» **TEXT BLOCK**
────────────────

276 Nonetheless, the reality is that in most cases, the most practical remedy is to order a buy-out, which the court is empowered to do under s 216(2)( d ) of the Act. This was acknowledged by the Court of Appeal in Sembcorp Marine Ltd v PPL Holdings Pte Ltd and another and another appeal [2013] 4 SLR 193 where it stated (at [158]):
... The purpose of s 216 is to relieve minority oppression, not to proscribe majority rule. It is for that reason that in most cases, the most practical mechanism to end minority oppression is a corporate divorce where one party buys the other out. As Walter Woon explains (at para 5.97):
... [I]f the majority and minority cannot get along, litigation is not likely to improve matters between them. Anything short of a divorce is an invitation for repeat litigation in future . Thus, although the court may 'direct or prohibit any act or cancel or vary any transaction or resolution' or 'regulate the conduct of the affairs of the company in future', such orders are likely to provide only temporary relief. [emphasis added]
277 We also agree with the observations in Hans Tjio, Pearlie Koh & Lee Pey Woan, Corporate Law (Academy Publishing, 2015) at para 11.088:
Nevertheless, the buyout order is probably the most common relief sought and obtained under section 216 of the Companies Act. Section 216(2)( d ) contemplates a situation in which the shares of the applicant are purchased from him. This is by far the more usual form of the order and allows the applicant to realise his investment in the company at a fair value. As we have already seen, many applications under section 216 involve private companies . The position of the minority shareholder in such companies is aggravated by virtue of the fact that there is no ready market for the shares and he is thereby locked in . A buyout order of this nature therefore is likely to be in keeping with the minority's wishes, and provides the most appropriate solution in the circumstances.

────────────────

» **GIVEN INFORMATION**

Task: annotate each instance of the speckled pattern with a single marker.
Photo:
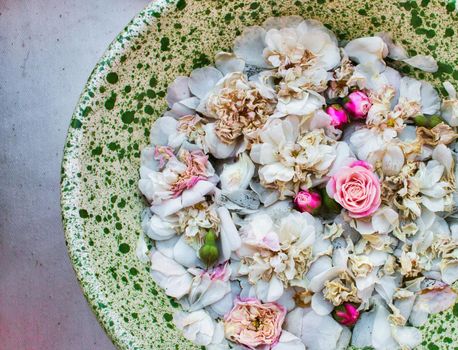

────────────────

» **WORK TO DO**
Name every person whom the passage on buy-out orders cites as an author.

» **FULL SOLUTION**
Walter Woon, Hans Tjio, Pearlie Koh, Lee Pey Woan